» **Tarefas do exercício**
1) Traduza para o inglês a frase "O tráfico negreiro para o Brasil começou em 1535.", do texto sobre o tráfico negreiro.
2) Redigite sem alterações o trecho do texto sobre o tráfico negreiro que vai desde "O tráfico negreiro" até "citado por Laurentino.".
3) Dê continuidade ao texto sobre o tráfico negreiro a partir da última frase apresentada.

» **Seção do texto**
O tráfico negreiro para o Brasil começou em 1535. Na África, os próprios chefes tribais negociavam escravos em leilões com os europeus, ou seja, africanos já escravizavam africanos muito antes da chegada dos portugueses. No Brasil, exceto mendigos, todos os brasileiros eram donos de escravos. “A compra e a venda de seres humanos eram tão comuns e naturais quanto o comércio de quaisquer outras mercadorias e produtos”, afirma Laurentino. Tanto que até ex-escravos tinham seus escravos. “Mesmo as pessoas mais pobres podiam comprar cativos, arrematados por preço muito baixo em liquidações promovidas pela Casa dos Escravos para se livrar dos estoques de africanos doentes ou com defeitos físicos”, conta o historiador A. C. Saunders”, citado por Laurentino.
Mundo afora não era diferente: “O primeiro grande traficante inglês, John Hawkins, tinha como sócia ninguém menos do que a rainha Elizabeth I, da Inglaterra, a mesma soberana que foi a mecenas do poeta William Shakespeare. Fernando, rei da Espanha, chamado de Atleta de Cristo pelo papa Alexandre VI, permitiu o transporte de escravos em larga escala para o império colonial espanhol na América. “O Brasil dos colonizadores europeus foi construído por negros, mas sempre sonhou ser um país branco. Os negros eram 'pitorescos', 'exóticos', quando não 'selvagens' ou 'pagãos' a serem salvos da barbárie pela Igreja Católica”, afirma Laurentino. Sem a mão de obra escrava, Portugal jamais teria conseguido manter sua colônia continental para explorar a cana-de-açúcar, o café e a mineração. Grande parte da população masculina portuguesa foi dizimada à època das grandes navegações, porque a mortandade era alta nas viagens. Assim, necessitava-se de muitos escravos também para bancar a subsistência doméstica de Portugal.

» **Seção de dados**
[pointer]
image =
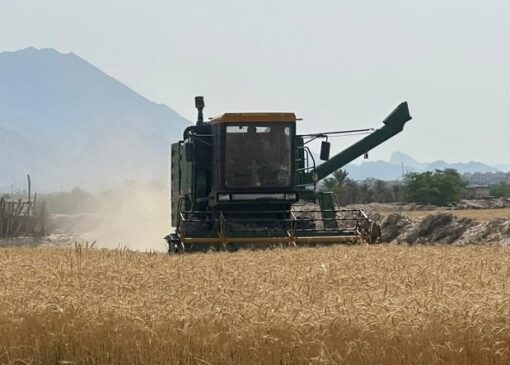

» **Respostas do exercício**
1) The slave trade to Brazil began in 1535.

2)
O tráfico negreiro para o Brasil começou em 1535. Na África, os próprios chefes tribais negociavam escravos em leilões com os europeus, ou seja, africanos já escravizavam africanos muito antes da chegada dos portugueses. No Brasil, exceto mendigos, todos os brasileiros eram donos de escravos. “A compra e a venda de seres humanos eram tão comuns e naturais quanto o comércio de quaisquer outras mercadorias e produtos”, afirma Laurentino. Tanto que até ex-escravos tinham seus escravos. “Mesmo as pessoas mais pobres podiam comprar cativos, arrematados por preço muito baixo em liquidações promovidas pela Casa dos Escravos para se livrar dos estoques de africanos doentes ou com defeitos físicos”, conta o historiador A. C. Saunders”, citado por Laurentino.

3)
O mesmo pode ser dito da prosperidade da Companhia de Jesus. “Desde o início, a própria igreja encontrava um consolo na escravidão. “O cativeiro daqueles africanos era a oportunidade de lhes salvar a alma, retirando-os da escuridão da barbárie e do paganismo em que se encontravam”, era o pensamento vigente.
Padre Vieira (1608-1697), ícone da Igreja Católica, defendia a substituição da mão de obra indígena pela africana. As fazendas da Companhia de Jesus eram tocadas por escravos, porque não havia outra mão de obra disponível. Os jesuítas mantinham escravos como poupança, que ia sendo consumida conforme a necessidade, isto é, escravos eram vendidos para pagar despesas da Igreja. A Companhia de Jesus era a maior proprietária de escravos em Angola. Santo Inácio de Loyola, fundador da Companhia, era contra a posse de cativos por missionários. O contraponto da Igreja eram as irmandades religiosas, por outro lado, que estabeleceram laços sociais e familiares para escravos reconstruírem sua vida.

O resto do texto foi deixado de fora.